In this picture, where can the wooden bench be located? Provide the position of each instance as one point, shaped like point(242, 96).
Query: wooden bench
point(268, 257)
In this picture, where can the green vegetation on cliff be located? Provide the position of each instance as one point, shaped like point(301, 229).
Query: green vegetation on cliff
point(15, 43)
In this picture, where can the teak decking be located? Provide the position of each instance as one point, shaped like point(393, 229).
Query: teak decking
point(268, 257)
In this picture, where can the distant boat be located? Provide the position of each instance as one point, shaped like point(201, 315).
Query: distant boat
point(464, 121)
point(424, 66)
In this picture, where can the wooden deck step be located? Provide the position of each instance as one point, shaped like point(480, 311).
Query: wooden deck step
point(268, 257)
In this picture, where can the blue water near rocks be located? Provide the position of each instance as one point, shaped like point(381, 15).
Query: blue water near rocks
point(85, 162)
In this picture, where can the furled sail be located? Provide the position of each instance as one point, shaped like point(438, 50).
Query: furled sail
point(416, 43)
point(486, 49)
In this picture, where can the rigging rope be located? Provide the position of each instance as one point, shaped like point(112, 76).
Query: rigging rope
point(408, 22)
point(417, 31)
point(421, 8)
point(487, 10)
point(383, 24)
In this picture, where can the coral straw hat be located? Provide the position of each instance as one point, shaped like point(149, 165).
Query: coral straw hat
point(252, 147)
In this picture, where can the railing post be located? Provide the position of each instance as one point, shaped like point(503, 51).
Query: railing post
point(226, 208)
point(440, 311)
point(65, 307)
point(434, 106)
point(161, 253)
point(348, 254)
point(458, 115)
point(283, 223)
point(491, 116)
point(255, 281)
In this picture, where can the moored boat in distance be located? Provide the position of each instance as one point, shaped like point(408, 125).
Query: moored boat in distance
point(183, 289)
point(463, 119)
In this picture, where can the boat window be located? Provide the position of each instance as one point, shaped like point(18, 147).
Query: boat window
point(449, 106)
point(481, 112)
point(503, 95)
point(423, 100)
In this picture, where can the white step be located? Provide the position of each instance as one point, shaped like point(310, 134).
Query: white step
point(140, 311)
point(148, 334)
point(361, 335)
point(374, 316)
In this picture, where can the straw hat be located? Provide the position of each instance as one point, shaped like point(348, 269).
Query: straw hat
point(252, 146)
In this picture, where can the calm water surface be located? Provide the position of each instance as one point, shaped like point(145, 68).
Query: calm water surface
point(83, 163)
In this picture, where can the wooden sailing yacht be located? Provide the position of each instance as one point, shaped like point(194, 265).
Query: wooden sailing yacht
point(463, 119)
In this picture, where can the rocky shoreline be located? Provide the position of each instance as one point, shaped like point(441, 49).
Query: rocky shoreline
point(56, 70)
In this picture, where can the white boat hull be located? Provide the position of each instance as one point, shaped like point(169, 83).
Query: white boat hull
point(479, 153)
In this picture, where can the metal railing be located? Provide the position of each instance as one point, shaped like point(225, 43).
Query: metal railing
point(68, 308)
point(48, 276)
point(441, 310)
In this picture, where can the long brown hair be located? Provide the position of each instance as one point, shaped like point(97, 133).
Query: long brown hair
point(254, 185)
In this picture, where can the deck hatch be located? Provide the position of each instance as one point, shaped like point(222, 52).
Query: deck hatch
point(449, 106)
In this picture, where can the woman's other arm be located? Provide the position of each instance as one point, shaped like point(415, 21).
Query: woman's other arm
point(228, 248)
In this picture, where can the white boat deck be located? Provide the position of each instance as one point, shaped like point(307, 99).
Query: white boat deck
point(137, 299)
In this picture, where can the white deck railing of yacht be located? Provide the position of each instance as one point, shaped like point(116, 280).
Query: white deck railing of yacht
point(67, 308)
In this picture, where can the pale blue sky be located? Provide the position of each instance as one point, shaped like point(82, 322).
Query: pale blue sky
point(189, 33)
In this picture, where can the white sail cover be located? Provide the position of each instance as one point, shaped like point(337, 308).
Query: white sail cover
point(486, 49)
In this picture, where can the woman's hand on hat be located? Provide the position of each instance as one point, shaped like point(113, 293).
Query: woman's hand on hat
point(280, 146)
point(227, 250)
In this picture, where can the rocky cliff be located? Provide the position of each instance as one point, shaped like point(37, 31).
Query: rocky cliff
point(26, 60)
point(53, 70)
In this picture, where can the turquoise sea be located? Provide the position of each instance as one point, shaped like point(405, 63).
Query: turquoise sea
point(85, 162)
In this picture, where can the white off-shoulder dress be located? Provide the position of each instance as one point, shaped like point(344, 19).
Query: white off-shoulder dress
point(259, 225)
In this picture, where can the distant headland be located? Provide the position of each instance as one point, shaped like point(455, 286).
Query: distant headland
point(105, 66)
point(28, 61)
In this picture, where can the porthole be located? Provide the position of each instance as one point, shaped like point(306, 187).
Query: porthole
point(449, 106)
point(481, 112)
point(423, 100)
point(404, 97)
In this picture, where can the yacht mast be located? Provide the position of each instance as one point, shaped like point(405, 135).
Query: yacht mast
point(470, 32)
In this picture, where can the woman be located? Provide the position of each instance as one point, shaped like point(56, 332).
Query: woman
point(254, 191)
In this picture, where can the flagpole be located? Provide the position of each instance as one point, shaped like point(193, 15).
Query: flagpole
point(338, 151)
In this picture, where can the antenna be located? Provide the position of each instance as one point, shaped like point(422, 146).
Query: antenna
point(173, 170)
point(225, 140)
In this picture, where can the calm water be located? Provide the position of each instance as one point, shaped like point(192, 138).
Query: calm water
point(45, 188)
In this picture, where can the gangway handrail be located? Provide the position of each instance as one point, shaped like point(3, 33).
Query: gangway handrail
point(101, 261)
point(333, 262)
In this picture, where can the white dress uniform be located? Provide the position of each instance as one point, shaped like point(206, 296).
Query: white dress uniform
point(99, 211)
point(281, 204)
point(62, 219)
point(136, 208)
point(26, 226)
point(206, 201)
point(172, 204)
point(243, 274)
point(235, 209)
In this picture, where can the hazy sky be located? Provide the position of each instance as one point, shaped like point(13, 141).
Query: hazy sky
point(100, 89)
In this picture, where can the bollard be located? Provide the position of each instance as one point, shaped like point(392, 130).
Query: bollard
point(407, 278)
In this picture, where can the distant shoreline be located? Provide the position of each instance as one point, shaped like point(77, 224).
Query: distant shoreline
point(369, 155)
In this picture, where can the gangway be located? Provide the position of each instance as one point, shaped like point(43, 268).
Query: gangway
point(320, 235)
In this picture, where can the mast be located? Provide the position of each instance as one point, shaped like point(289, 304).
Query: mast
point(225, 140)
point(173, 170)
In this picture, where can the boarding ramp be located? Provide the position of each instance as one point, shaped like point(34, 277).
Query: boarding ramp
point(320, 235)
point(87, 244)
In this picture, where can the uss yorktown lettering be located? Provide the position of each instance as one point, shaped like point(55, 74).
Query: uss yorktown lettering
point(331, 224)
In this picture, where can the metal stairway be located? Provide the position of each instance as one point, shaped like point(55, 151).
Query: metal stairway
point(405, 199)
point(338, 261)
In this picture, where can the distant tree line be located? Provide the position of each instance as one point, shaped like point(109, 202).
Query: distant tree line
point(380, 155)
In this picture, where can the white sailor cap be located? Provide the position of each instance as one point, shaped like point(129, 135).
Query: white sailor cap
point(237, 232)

————

Prompt:
Put every line of the data above into a Markdown table with the columns "Row" and "Entry". Number the rows in order and leave out blank lines.

Solution below:
| Row | Entry |
|---|---|
| 1 | In this picture, where can the wooden bench be located? Provide the position of each instance as one point, shaped like point(242, 96). |
| 2 | Query: wooden bench |
| 3 | point(268, 257) |
| 4 | In this picture, where can the green vegetation on cliff be located? Provide the position of each instance as one point, shaped like point(301, 229). |
| 5 | Query: green vegetation on cliff |
| 6 | point(15, 43) |
| 7 | In this picture, where can the teak decking be located? Provide the position of each instance as one point, shaped like point(393, 229). |
| 8 | Query: teak decking |
| 9 | point(268, 257) |
| 10 | In this picture, where can the distant boat be located? Provide the position of each instance as one point, shaped like point(201, 315). |
| 11 | Query: distant boat |
| 12 | point(464, 121) |
| 13 | point(424, 66) |
| 14 | In this picture, where can the wooden deck step be located? Provide the position of each instance as one point, shaped like point(480, 311). |
| 15 | Query: wooden deck step |
| 16 | point(268, 257) |
| 17 | In this picture, where can the blue water near rocks be located? Provide the position of each instance as one point, shaped like point(381, 15). |
| 18 | Query: blue water near rocks |
| 19 | point(85, 162) |
| 20 | In this picture, where can the furled sail be located? Provide the position of each instance as one point, shaped like point(438, 50). |
| 21 | Query: furled sail |
| 22 | point(416, 43) |
| 23 | point(486, 49) |
| 24 | In this picture, where can the rigging rope be located? Provide the position of each instance as one point, shaped like point(112, 76). |
| 25 | Query: rigging rope |
| 26 | point(408, 22) |
| 27 | point(417, 31) |
| 28 | point(421, 8) |
| 29 | point(487, 10) |
| 30 | point(383, 24) |
| 31 | In this picture, where can the coral straw hat be located? Provide the position of each instance as one point, shaped like point(149, 165). |
| 32 | Query: coral straw hat |
| 33 | point(252, 147) |
| 34 | In this picture, where can the railing post be located? Provide the position of each instance as one point, shaped like point(503, 51). |
| 35 | Query: railing post |
| 36 | point(226, 208) |
| 37 | point(440, 311) |
| 38 | point(65, 307) |
| 39 | point(434, 106) |
| 40 | point(161, 253) |
| 41 | point(348, 254) |
| 42 | point(458, 115) |
| 43 | point(283, 223) |
| 44 | point(491, 116) |
| 45 | point(255, 281) |
| 46 | In this picture, where can the moored boat in distance be located? Provide the position of each instance as one point, shaped like point(408, 125). |
| 47 | Query: moored boat in distance |
| 48 | point(183, 289) |
| 49 | point(463, 119) |
| 50 | In this picture, where can the boat window be located? Provide the position of each instance as one point, shaped like point(18, 147). |
| 51 | Query: boat window |
| 52 | point(449, 106) |
| 53 | point(481, 112) |
| 54 | point(503, 95) |
| 55 | point(423, 100) |
| 56 | In this picture, where can the white step be located? Provide the position of each instance as one point, shaped like point(310, 134). |
| 57 | Query: white step |
| 58 | point(140, 311) |
| 59 | point(148, 334) |
| 60 | point(361, 335) |
| 61 | point(374, 316) |
| 62 | In this picture, where can the straw hat be located? Provide the position of each instance as one point, shaped like point(348, 269). |
| 63 | Query: straw hat |
| 64 | point(252, 146) |
| 65 | In this picture, where can the calm water surface be located? Provide the position of each instance as one point, shaped like point(145, 68). |
| 66 | Query: calm water surface |
| 67 | point(83, 163) |
| 68 | In this picture, where can the wooden sailing yacht be located? Provide the position of each instance as one point, shaped like point(194, 265). |
| 69 | Query: wooden sailing yacht |
| 70 | point(463, 119) |
| 71 | In this picture, where can the rocky shoreline be located? Provide the position of each instance as one point, shaped like point(441, 49). |
| 72 | Query: rocky shoreline |
| 73 | point(56, 70) |
| 74 | In this picture, where can the white boat hull be located? Provide the position of each instance as one point, shaped like point(169, 83). |
| 75 | Query: white boat hull |
| 76 | point(479, 153) |
| 77 | In this picture, where can the metal railing be located? Provide the position of each instance as one point, shaped like point(225, 43). |
| 78 | Query: metal railing |
| 79 | point(68, 308) |
| 80 | point(48, 276) |
| 81 | point(441, 310) |
| 82 | In this picture, where can the long brown hair be located? Provide the position of each instance as one point, shaped like point(97, 133). |
| 83 | Query: long brown hair |
| 84 | point(254, 185) |
| 85 | In this picture, where can the deck hatch be located? Provide the position of each instance as one point, shaped like point(222, 52). |
| 86 | Query: deck hatch |
| 87 | point(449, 106) |
| 88 | In this picture, where can the woman's other arm be located? Provide the position of each instance as one point, shaped like point(415, 21). |
| 89 | Query: woman's other arm |
| 90 | point(228, 248) |
| 91 | In this picture, where can the white boat deck be located? Provide the position of each instance as one point, shaped like point(307, 99). |
| 92 | Query: white boat deck |
| 93 | point(137, 299) |
| 94 | In this picture, where can the white deck railing of yacht be located? Provide the position of each instance as one point, shaped like point(116, 280). |
| 95 | Query: white deck railing of yacht |
| 96 | point(67, 308) |
| 97 | In this picture, where can the pale blue sky be located? Provide the position of each instance as one point, shaped like point(82, 322). |
| 98 | Query: pale blue sky |
| 99 | point(189, 33) |
| 100 | In this picture, where can the white sail cover be located? Provide the position of each instance as one point, shaped like point(337, 308). |
| 101 | Query: white sail cover |
| 102 | point(486, 49) |
| 103 | In this picture, where can the woman's hand on hat be located? Provide the position of each instance as one point, shaped like point(113, 293). |
| 104 | Query: woman's hand on hat |
| 105 | point(280, 146) |
| 106 | point(227, 250) |
| 107 | In this picture, where can the rocky cliff be located? Provide the position of each instance as one point, shaped like point(37, 31). |
| 108 | Query: rocky cliff |
| 109 | point(26, 60) |
| 110 | point(53, 70) |
| 111 | In this picture, where can the turquoise sea be located? Provide the position of each instance as one point, shaped like point(405, 63). |
| 112 | Query: turquoise sea |
| 113 | point(85, 162) |
| 114 | In this picture, where can the white off-shoulder dress be located? Provide the position of each instance as one point, shaped like point(344, 19). |
| 115 | Query: white off-shoulder dress |
| 116 | point(259, 225) |
| 117 | In this picture, where can the distant headland be located? Provide the position of each instance as one point, shaped like point(455, 286). |
| 118 | Query: distant headland |
| 119 | point(105, 66) |
| 120 | point(28, 61) |
| 121 | In this picture, where can the porthole be located? Provide the position of each instance as one point, shaped like point(306, 187). |
| 122 | Query: porthole |
| 123 | point(449, 106) |
| 124 | point(481, 112) |
| 125 | point(423, 100) |
| 126 | point(404, 97) |
| 127 | In this picture, where can the yacht mast be located? Provide the position of each instance as one point, shaped like point(405, 135). |
| 128 | Query: yacht mast |
| 129 | point(470, 32) |
| 130 | In this picture, where can the woman be located? Provide the position of each instance as one point, shaped like point(56, 332). |
| 131 | Query: woman |
| 132 | point(254, 191) |
| 133 | In this picture, where can the flagpole be located? Provide the position of each instance as one point, shaped like point(193, 15). |
| 134 | Query: flagpole |
| 135 | point(338, 151) |
| 136 | In this picture, where can the antenna be located? Provide the position of each instance as one point, shaped like point(422, 146). |
| 137 | Query: antenna |
| 138 | point(173, 170) |
| 139 | point(225, 140) |
| 140 | In this picture, where can the calm water be located? Provide the position of each instance as one point, shaped like point(192, 138). |
| 141 | Query: calm water |
| 142 | point(45, 188) |
| 143 | In this picture, where can the gangway handrail be located? Provide the position of each instance as one point, shaped like point(3, 33). |
| 144 | Query: gangway handrail |
| 145 | point(101, 261) |
| 146 | point(333, 262) |
| 147 | In this picture, where can the white dress uniform be located? Provide the position of each instance as one point, shaped like point(206, 296). |
| 148 | Query: white dress uniform |
| 149 | point(99, 211) |
| 150 | point(281, 204) |
| 151 | point(62, 219) |
| 152 | point(136, 208) |
| 153 | point(26, 226) |
| 154 | point(206, 201) |
| 155 | point(172, 204) |
| 156 | point(243, 274) |
| 157 | point(235, 209) |
| 158 | In this picture, where can the hazy sky be located? Provide the position of each instance as one point, shaped like point(13, 141). |
| 159 | Query: hazy sky |
| 160 | point(100, 89) |
| 161 | In this picture, where can the bollard be located? Provide the position of each instance as one point, shaped like point(392, 130). |
| 162 | Query: bollard |
| 163 | point(407, 278) |
| 164 | In this picture, where can the distant shoreline be located? Provide the position of each instance as one point, shaped like point(77, 224). |
| 165 | Query: distant shoreline |
| 166 | point(369, 155) |
| 167 | In this picture, where can the gangway be located? Provide the position of each instance as one point, shaped like point(43, 268). |
| 168 | Query: gangway |
| 169 | point(320, 235) |
| 170 | In this picture, where can the mast be located? Provide the position of each instance as one point, shaped like point(289, 304). |
| 171 | Query: mast |
| 172 | point(225, 140) |
| 173 | point(173, 170) |
| 174 | In this picture, where can the boarding ramp be located? Provide the position of each instance as one point, shaped like point(34, 277). |
| 175 | Query: boarding ramp |
| 176 | point(320, 235) |
| 177 | point(87, 244) |
| 178 | In this picture, where can the uss yorktown lettering be located? Provide the position of each instance as one point, shaped like point(55, 74). |
| 179 | Query: uss yorktown lettering |
| 180 | point(331, 224) |
| 181 | In this picture, where can the metal stairway be located? Provide the position of each instance as one point, shaped like point(55, 151). |
| 182 | Query: metal stairway |
| 183 | point(405, 199) |
| 184 | point(338, 261) |
| 185 | In this picture, where can the distant tree line be located? Provide the position of each instance as one point, shaped like point(109, 202). |
| 186 | Query: distant tree line |
| 187 | point(380, 155) |
| 188 | In this picture, where can the white sailor cap be located? Provide the position of each instance as one point, shaped like point(129, 135). |
| 189 | Query: white sailor cap |
| 190 | point(237, 232) |